### Problem to solve:
An exact copy of all the data is needed, with every picture left out.

Stored data entries
^^^^^^^^
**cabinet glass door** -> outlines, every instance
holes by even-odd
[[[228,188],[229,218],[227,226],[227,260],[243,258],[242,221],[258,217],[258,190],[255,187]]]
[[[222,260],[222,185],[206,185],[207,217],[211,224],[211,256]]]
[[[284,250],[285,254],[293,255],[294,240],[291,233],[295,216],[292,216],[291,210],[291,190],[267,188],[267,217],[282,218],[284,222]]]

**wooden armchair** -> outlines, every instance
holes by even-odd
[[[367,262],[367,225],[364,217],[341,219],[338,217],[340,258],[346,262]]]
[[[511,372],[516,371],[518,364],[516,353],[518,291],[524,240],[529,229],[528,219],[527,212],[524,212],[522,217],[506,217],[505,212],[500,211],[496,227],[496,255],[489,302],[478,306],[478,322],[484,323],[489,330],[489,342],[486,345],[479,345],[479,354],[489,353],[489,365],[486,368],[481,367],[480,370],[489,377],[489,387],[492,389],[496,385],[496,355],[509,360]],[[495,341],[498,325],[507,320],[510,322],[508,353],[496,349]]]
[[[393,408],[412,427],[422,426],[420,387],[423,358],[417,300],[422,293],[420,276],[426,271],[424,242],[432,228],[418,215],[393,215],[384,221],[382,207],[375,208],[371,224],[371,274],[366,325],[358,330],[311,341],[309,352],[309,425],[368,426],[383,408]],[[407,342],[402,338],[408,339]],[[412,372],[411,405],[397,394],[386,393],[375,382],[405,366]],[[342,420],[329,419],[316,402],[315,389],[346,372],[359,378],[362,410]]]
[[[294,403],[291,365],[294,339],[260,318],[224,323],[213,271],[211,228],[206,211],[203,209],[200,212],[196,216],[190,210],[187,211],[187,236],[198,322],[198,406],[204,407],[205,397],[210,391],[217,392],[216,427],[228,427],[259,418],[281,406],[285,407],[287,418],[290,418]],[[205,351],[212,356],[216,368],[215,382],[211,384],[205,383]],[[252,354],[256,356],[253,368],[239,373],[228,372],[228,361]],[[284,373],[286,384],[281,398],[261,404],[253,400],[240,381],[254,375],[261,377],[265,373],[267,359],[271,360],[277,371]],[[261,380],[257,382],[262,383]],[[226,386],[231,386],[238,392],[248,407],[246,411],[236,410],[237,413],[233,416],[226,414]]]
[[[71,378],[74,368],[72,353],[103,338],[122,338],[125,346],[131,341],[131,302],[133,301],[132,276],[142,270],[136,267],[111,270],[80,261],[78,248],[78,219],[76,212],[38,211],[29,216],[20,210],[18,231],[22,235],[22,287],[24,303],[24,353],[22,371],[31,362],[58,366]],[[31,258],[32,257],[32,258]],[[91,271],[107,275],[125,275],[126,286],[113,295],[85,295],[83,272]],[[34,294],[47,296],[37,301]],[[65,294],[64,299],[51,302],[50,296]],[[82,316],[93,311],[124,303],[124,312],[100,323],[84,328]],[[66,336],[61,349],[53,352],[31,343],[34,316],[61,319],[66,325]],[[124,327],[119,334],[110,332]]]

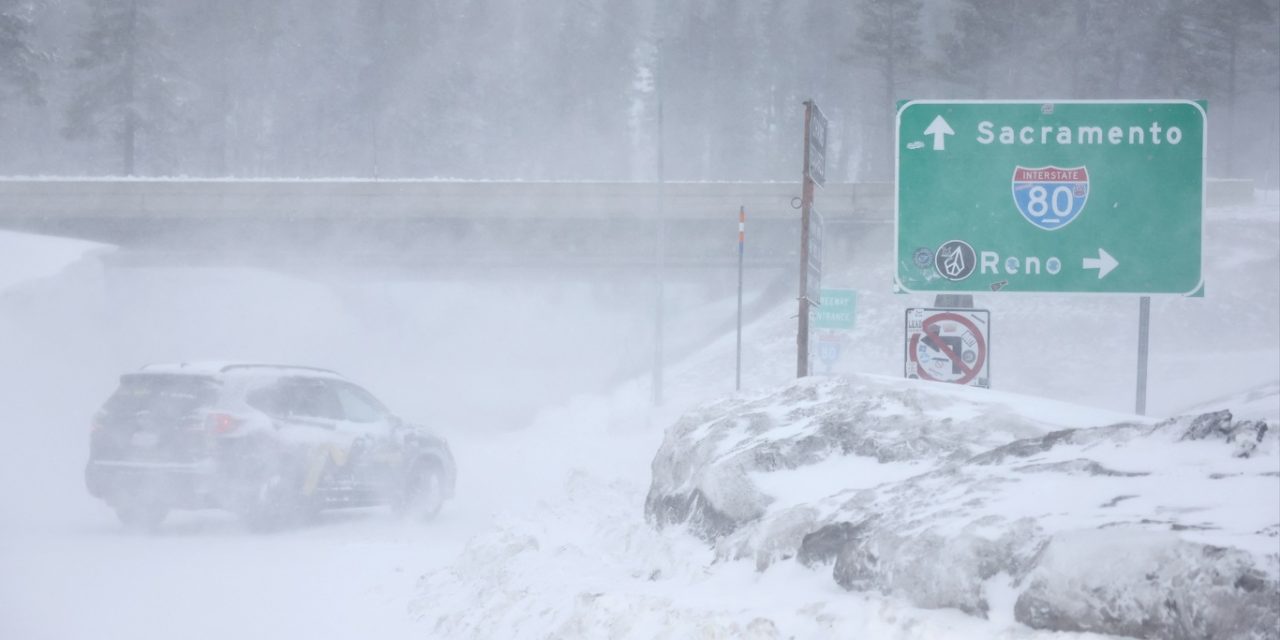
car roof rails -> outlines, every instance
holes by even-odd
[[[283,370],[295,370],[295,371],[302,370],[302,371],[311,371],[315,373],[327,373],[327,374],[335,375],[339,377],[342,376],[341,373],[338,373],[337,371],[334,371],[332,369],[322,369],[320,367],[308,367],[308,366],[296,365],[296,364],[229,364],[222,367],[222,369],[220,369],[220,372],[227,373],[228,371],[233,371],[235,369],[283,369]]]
^^^^^^^^
### Task response:
**cabinet glass door** -> outlines, every instance
holes by even-odd
[[[228,188],[229,218],[227,226],[227,260],[243,258],[242,221],[258,217],[258,190],[255,187]]]
[[[222,260],[222,185],[206,185],[207,217],[211,224],[211,256]]]
[[[284,250],[285,254],[293,255],[294,240],[291,233],[295,216],[292,216],[291,210],[291,190],[267,188],[267,217],[282,218],[284,222]]]

**wooden armchair** -> outlines, every instance
holes by even-odd
[[[367,262],[367,225],[364,217],[341,219],[338,217],[340,258],[346,262]]]
[[[511,372],[516,371],[518,364],[516,353],[518,291],[524,240],[529,229],[528,219],[527,212],[524,212],[522,217],[506,217],[505,212],[500,211],[496,227],[496,255],[489,302],[478,306],[478,322],[484,323],[489,330],[489,342],[486,345],[479,345],[479,354],[489,353],[489,365],[486,368],[481,367],[480,370],[489,377],[489,387],[492,389],[496,385],[496,355],[509,360]],[[495,341],[498,325],[507,320],[510,322],[508,353],[496,349]]]
[[[393,408],[412,427],[422,426],[420,387],[423,358],[417,300],[422,293],[420,276],[426,271],[424,242],[432,228],[418,215],[393,215],[384,221],[382,207],[375,208],[371,224],[371,274],[366,325],[358,330],[311,341],[309,352],[309,425],[368,426],[383,408]],[[407,342],[402,338],[408,339]],[[412,372],[411,405],[397,394],[386,393],[375,382],[405,366]],[[342,420],[329,419],[316,402],[315,389],[346,372],[359,378],[362,410]]]
[[[294,403],[291,365],[294,339],[260,318],[224,323],[213,271],[211,228],[206,211],[203,209],[200,212],[196,216],[190,210],[187,211],[187,236],[198,322],[198,406],[204,407],[205,397],[210,391],[217,392],[216,427],[228,427],[259,418],[281,406],[285,407],[287,418],[290,418]],[[205,351],[212,356],[216,368],[215,382],[211,384],[205,383]],[[252,354],[256,356],[253,368],[239,373],[228,372],[228,361]],[[284,373],[286,384],[281,398],[261,404],[253,400],[240,381],[254,375],[261,377],[265,373],[267,359],[271,360],[277,371]],[[261,380],[257,382],[262,383]],[[226,386],[231,386],[238,392],[248,407],[246,411],[236,410],[237,413],[233,416],[226,414]]]
[[[71,378],[74,368],[72,353],[103,338],[122,338],[125,346],[131,341],[131,302],[133,301],[132,276],[142,270],[136,267],[111,270],[80,261],[78,248],[78,219],[76,212],[38,211],[29,216],[20,210],[18,231],[22,235],[22,287],[24,303],[24,353],[22,371],[31,362],[58,366]],[[31,258],[32,257],[32,258]],[[91,271],[107,275],[125,275],[126,286],[113,295],[85,295],[83,272]],[[34,294],[47,296],[37,301]],[[65,294],[64,299],[51,302],[50,296]],[[82,316],[93,311],[124,303],[124,312],[100,323],[84,328]],[[66,336],[61,349],[53,352],[31,343],[34,316],[61,319],[66,325]],[[124,327],[119,334],[110,332]]]

car roof rails -> outlines, every instance
holes by even-odd
[[[283,370],[295,370],[295,371],[302,370],[302,371],[311,371],[315,373],[327,373],[327,374],[335,375],[339,377],[342,376],[341,373],[338,373],[337,371],[334,371],[332,369],[322,369],[320,367],[308,367],[308,366],[296,365],[296,364],[229,364],[222,367],[222,369],[220,369],[220,372],[227,373],[228,371],[233,371],[235,369],[283,369]]]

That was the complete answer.